Stated problem: Rewrite the entries below with every "sample answer" changed to "reference answer", keeping every other line and character the same.

Data lines:
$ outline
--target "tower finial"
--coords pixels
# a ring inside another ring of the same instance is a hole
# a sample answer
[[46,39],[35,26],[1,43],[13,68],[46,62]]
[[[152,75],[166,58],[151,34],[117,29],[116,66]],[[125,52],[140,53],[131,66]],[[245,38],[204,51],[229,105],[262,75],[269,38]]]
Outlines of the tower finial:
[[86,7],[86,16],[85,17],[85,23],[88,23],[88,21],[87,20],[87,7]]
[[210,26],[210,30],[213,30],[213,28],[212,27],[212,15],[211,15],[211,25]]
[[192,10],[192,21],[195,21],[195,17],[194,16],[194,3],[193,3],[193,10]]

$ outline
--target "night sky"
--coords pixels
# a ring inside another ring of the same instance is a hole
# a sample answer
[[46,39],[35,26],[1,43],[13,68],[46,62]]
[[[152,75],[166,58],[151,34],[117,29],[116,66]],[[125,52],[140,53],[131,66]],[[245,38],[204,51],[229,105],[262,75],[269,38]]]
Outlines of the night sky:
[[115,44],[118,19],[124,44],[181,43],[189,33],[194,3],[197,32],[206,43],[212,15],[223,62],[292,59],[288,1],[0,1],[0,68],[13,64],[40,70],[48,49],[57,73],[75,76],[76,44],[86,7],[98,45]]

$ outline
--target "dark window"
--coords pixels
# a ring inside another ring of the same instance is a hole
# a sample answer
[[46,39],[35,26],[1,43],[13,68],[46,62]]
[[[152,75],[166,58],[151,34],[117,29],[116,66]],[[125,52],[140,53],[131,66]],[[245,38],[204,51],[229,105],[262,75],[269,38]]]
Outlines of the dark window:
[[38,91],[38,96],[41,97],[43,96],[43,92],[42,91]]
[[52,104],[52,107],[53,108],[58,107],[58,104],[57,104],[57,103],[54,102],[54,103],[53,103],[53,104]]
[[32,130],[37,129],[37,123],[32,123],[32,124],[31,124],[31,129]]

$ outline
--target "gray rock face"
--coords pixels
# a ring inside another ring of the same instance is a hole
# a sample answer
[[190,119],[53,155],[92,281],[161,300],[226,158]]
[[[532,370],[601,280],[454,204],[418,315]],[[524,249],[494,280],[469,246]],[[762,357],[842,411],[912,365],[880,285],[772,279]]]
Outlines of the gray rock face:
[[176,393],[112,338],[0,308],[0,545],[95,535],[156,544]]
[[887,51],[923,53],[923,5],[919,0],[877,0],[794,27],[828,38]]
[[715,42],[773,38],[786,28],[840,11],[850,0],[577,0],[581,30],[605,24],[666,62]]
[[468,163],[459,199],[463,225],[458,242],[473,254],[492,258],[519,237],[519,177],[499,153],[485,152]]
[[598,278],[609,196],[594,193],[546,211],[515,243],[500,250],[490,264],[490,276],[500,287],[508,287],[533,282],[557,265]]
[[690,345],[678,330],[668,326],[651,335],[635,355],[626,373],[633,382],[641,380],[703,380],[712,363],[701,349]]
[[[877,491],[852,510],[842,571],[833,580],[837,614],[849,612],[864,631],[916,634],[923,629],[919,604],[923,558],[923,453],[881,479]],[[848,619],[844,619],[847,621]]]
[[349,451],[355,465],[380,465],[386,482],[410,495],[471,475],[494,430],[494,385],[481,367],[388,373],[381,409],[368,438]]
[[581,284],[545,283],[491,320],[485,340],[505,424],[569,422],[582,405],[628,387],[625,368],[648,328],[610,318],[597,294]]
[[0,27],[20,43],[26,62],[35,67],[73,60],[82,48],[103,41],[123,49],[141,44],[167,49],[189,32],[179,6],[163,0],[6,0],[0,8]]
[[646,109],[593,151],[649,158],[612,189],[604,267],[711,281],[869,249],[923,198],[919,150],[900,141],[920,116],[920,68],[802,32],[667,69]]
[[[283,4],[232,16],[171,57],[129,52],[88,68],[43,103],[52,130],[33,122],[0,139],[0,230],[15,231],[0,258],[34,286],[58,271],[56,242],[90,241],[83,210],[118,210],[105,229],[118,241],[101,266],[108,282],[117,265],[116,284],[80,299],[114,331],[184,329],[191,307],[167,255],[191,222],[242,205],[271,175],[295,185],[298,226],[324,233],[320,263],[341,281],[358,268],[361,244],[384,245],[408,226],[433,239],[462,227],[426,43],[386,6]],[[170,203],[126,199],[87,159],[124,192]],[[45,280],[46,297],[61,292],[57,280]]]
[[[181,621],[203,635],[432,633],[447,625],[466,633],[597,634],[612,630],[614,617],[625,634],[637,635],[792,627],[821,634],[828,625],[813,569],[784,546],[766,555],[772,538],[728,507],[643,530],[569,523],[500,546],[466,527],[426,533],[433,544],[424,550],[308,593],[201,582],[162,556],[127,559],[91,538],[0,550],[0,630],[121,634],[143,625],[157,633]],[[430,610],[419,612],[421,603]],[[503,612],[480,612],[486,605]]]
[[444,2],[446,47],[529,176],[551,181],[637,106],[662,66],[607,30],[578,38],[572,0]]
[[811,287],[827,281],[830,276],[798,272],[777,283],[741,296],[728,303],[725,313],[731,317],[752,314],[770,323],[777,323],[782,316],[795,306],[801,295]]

Written response:
$ outline
--target "tower finial"
--coords pixels
# a ring inside another ring of the same instance is a hole
# a reference answer
[[46,39],[35,26],[1,43],[13,68],[46,62]]
[[[152,75],[166,58],[151,34],[117,29],[116,66]],[[125,52],[140,53],[131,66]],[[245,38],[204,51],[229,105],[262,75],[269,38]]]
Outlines of the tower finial:
[[86,7],[86,16],[85,17],[85,23],[88,23],[88,21],[87,20],[87,7]]
[[210,26],[210,30],[213,30],[213,28],[212,27],[212,15],[211,15],[211,25]]
[[192,10],[192,21],[195,21],[195,17],[194,16],[194,3],[193,3],[193,10]]

$ outline
--target "night sky"
--coords pixels
# a ring inside another ring of the same instance is a hole
# a reference answer
[[46,39],[35,26],[1,43],[13,68],[46,62]]
[[[152,75],[166,58],[151,34],[117,29],[116,66]],[[125,52],[140,53],[131,66]],[[245,38],[204,51],[229,105],[262,75],[269,38]]]
Outlines of the night sky:
[[115,44],[118,19],[124,44],[181,43],[189,33],[194,3],[197,32],[206,43],[212,15],[223,62],[292,59],[288,1],[0,1],[0,68],[13,64],[40,70],[48,49],[57,73],[75,76],[76,44],[86,7],[98,45]]

$ outline
--target "dark window"
--coords pixels
# a ring inside another ring of the same instance is a hole
# a reference answer
[[46,39],[35,26],[1,43],[13,68],[46,62]]
[[[152,75],[166,58],[151,34],[117,29],[116,66]],[[125,52],[140,53],[131,66]],[[245,38],[204,51],[229,105],[262,75],[269,38]]]
Outlines of the dark window:
[[38,91],[38,96],[41,97],[43,96],[43,92],[42,91]]
[[52,104],[52,107],[53,108],[58,107],[58,104],[57,104],[57,103],[54,102],[54,103],[53,103],[53,104]]
[[32,130],[37,129],[37,123],[32,123],[32,124],[31,124],[31,129]]

$ outline
--target "gray rock face"
--coords pixels
# a ring inside another ring of the same instance is a hole
# a reference answer
[[190,119],[53,155],[92,281],[161,300],[226,158]]
[[[532,370],[601,280],[454,204],[418,315]],[[524,249],[494,280],[469,246]],[[762,357],[842,411],[912,365],[880,285],[772,279]]]
Outlines of the gray rock face:
[[176,393],[112,338],[0,308],[0,545],[95,535],[156,544]]
[[887,51],[923,53],[923,5],[919,0],[877,0],[794,27],[828,38]]
[[715,42],[773,38],[786,28],[840,11],[850,0],[577,0],[581,30],[605,24],[666,62]]
[[468,163],[459,199],[463,225],[458,242],[473,254],[492,258],[519,237],[519,177],[499,153],[485,152]]
[[598,278],[609,196],[594,193],[546,211],[515,243],[500,250],[490,264],[490,276],[500,287],[508,287],[533,282],[557,265]]
[[690,345],[678,330],[668,326],[651,335],[635,355],[626,373],[633,382],[641,380],[703,380],[712,363],[701,349]]
[[[877,491],[852,510],[842,571],[833,580],[837,614],[849,612],[864,631],[916,634],[923,629],[919,604],[923,558],[923,453],[881,479]],[[848,619],[844,619],[847,621]]]
[[349,451],[355,465],[380,465],[386,482],[410,495],[471,475],[494,430],[494,385],[481,367],[388,373],[381,409],[368,438]]
[[581,284],[545,283],[491,320],[485,340],[505,424],[569,422],[582,405],[628,387],[625,368],[648,328],[610,318],[597,294]]
[[0,27],[20,43],[26,62],[35,67],[73,60],[82,48],[103,41],[123,49],[141,44],[167,49],[189,32],[179,6],[163,0],[6,0],[0,8]]
[[646,109],[593,151],[649,158],[612,189],[604,267],[711,281],[869,249],[923,198],[919,150],[900,141],[920,116],[920,68],[802,32],[667,69]]
[[[283,4],[232,16],[171,57],[129,52],[88,68],[43,103],[52,130],[33,122],[0,139],[0,230],[15,231],[0,258],[34,286],[58,271],[56,242],[90,241],[83,210],[118,210],[105,229],[118,241],[101,266],[108,282],[117,265],[116,284],[80,299],[114,331],[184,329],[191,307],[167,255],[191,222],[242,205],[271,175],[295,185],[298,226],[324,233],[320,263],[341,281],[358,268],[361,244],[384,245],[408,226],[433,239],[462,227],[426,43],[386,6]],[[170,203],[126,199],[87,159],[124,192]],[[45,280],[46,297],[61,292],[57,280]]]
[[[181,621],[203,635],[432,633],[447,625],[466,633],[597,634],[612,630],[614,617],[625,634],[637,635],[792,627],[821,634],[828,625],[813,569],[784,546],[766,555],[772,538],[728,507],[643,530],[569,523],[500,546],[466,527],[426,533],[433,544],[424,550],[308,593],[201,582],[162,556],[127,559],[91,538],[0,550],[0,630],[121,634],[143,625],[157,633]],[[430,610],[419,612],[421,603]],[[503,612],[480,612],[486,605]]]
[[444,2],[446,47],[529,176],[551,181],[637,106],[662,66],[607,30],[578,38],[572,0]]
[[811,287],[827,281],[830,276],[798,272],[777,283],[741,296],[728,303],[725,313],[731,317],[752,314],[770,323],[777,323],[782,316],[795,306],[801,295]]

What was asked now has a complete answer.